先进行master节点的重启，master节点重启完成后，再执行data节点的重启。

master节点不存储数据，因此可以直接重启。

docker-compose -f /data01/es/docker-compose.yml down

docker-compose -f /data01/es/docker-compose.yml up -d

docker-compose -f /data01/es/docker-compose.yml up -d

docker ps

docker logs -f 容器名 #查看容器启动日志，检查是否正常启动

kibana上运行

get _cat/nodes?

get _cluster/health?pretty

检查节点状态、集群状态，

注意：master节点重启完以后只有 ilmr 这几个角色

将数据节点分片先迁移到其他节点去，kibana运行：

PUT /_cluster/settings?pretty
{
  "transient": {
    "cluster.routing.allocation.exclude._ip": "10.11.27.46"

◆ 任务说明
原文认为master节点可以直接重启，依据是什么？请用一至三句话回答。

物体指向数据集条目:
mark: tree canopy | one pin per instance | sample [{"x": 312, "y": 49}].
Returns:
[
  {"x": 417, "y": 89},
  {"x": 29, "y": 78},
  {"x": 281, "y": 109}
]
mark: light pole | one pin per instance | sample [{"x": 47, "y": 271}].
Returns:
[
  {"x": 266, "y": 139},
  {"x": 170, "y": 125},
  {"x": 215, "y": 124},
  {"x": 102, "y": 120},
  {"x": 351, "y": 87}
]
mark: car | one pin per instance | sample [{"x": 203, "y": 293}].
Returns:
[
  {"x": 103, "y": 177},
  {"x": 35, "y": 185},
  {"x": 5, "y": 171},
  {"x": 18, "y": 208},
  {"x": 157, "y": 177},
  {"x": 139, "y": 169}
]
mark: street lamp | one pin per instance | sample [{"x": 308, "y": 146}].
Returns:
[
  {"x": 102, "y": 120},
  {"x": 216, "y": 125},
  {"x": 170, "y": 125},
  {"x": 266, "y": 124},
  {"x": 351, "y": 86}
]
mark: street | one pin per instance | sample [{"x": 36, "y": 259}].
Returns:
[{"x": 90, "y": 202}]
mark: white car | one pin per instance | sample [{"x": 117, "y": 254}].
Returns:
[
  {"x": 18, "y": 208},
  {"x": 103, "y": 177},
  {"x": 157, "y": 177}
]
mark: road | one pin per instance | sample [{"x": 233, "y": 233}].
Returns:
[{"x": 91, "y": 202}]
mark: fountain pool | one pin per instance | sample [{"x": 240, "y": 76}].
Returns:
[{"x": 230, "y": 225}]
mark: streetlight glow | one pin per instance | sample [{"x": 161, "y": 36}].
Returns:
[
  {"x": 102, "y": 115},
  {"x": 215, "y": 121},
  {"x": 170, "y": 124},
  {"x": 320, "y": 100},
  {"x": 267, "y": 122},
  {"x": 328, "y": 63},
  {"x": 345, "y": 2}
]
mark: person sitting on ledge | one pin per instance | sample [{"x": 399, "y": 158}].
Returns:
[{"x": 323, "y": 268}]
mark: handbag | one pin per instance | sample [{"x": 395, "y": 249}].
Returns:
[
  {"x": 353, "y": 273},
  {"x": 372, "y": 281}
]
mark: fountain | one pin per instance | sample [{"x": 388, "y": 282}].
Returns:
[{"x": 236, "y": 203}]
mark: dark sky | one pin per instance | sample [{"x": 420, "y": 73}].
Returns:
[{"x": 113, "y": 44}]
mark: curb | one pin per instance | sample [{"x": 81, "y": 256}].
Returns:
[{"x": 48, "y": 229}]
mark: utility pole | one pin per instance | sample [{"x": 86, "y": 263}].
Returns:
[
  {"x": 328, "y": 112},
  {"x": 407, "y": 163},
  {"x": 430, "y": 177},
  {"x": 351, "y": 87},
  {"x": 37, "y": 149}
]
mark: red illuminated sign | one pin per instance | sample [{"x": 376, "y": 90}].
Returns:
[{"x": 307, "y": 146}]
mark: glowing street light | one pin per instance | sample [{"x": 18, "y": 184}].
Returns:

...

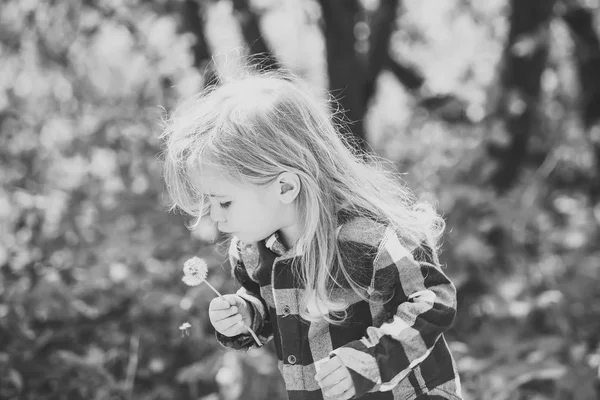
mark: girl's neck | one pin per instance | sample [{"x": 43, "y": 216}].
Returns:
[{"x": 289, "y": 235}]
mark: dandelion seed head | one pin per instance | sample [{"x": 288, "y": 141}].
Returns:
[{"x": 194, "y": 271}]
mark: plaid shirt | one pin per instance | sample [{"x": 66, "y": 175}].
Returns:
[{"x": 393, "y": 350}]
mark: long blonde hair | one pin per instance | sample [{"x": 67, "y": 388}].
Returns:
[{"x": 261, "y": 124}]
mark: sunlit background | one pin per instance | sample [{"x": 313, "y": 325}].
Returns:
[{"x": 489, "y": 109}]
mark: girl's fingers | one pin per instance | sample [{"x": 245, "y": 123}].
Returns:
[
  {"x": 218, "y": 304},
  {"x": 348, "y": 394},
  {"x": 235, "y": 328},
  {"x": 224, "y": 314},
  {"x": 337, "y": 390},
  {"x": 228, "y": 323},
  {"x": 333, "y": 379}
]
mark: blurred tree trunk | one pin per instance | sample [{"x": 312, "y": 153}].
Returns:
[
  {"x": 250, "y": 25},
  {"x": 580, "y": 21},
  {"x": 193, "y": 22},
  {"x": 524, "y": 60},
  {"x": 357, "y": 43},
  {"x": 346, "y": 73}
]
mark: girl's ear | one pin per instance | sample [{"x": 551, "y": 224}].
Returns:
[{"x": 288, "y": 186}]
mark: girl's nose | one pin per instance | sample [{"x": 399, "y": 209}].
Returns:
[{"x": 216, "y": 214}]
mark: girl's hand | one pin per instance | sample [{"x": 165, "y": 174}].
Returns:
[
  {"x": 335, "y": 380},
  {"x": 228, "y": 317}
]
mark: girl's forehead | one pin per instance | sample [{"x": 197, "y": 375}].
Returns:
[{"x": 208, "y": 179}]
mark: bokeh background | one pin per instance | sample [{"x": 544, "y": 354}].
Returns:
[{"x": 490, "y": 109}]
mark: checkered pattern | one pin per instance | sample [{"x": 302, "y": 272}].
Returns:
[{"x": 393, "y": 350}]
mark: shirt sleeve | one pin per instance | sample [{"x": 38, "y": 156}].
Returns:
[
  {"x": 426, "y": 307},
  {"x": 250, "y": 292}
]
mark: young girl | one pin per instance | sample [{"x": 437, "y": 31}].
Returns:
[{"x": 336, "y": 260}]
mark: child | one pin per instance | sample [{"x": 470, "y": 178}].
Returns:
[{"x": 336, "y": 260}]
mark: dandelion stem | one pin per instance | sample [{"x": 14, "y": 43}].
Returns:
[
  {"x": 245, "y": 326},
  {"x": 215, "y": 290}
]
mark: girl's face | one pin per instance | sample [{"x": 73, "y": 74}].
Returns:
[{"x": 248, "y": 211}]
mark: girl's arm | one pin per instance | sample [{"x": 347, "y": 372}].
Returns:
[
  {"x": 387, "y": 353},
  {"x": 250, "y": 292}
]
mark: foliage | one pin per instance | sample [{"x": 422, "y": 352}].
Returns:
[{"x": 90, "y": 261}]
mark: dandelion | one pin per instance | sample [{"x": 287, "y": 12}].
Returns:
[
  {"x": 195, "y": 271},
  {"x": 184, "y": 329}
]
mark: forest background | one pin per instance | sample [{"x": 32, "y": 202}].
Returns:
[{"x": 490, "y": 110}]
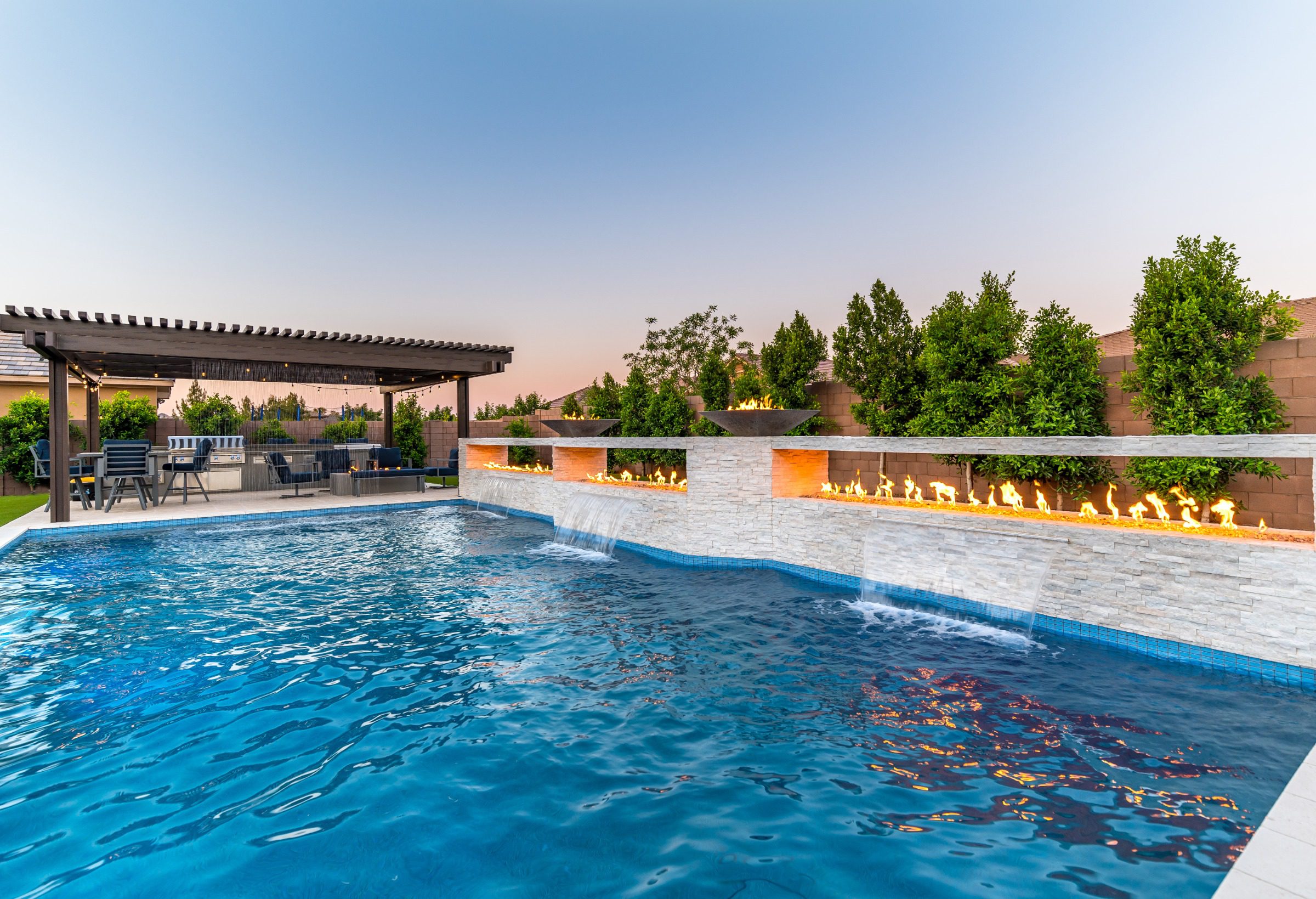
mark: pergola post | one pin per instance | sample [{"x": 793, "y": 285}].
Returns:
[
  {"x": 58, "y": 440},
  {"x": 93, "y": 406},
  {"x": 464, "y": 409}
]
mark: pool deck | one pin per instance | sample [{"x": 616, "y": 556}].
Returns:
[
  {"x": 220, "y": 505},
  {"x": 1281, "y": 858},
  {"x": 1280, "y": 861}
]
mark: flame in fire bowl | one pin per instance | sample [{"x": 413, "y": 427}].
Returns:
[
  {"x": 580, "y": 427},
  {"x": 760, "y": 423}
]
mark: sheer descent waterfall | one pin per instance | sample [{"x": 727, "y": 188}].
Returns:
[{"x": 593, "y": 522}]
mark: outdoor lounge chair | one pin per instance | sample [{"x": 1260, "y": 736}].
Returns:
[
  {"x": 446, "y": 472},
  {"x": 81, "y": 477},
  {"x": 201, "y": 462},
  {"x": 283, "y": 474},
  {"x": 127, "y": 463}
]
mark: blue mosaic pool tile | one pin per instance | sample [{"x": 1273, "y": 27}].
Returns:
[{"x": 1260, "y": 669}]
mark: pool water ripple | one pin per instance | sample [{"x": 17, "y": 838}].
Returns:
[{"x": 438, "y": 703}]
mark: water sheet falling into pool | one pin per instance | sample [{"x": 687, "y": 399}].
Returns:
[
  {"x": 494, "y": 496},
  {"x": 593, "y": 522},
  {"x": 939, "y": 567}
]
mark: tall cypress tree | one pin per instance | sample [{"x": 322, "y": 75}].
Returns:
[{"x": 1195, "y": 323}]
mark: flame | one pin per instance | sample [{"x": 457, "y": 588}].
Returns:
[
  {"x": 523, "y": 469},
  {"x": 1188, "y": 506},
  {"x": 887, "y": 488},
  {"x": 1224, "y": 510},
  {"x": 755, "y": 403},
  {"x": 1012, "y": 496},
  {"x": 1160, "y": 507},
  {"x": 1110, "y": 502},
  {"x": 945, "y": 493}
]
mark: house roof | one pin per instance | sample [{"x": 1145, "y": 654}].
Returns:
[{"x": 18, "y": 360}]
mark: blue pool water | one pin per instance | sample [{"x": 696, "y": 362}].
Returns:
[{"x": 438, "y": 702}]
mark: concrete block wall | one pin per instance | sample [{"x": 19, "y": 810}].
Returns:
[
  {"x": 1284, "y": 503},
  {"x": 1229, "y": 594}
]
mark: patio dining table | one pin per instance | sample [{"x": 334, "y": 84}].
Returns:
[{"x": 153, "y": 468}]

◆ 参考答案
原文指出，master节点不存储数据，因此可以直接重启。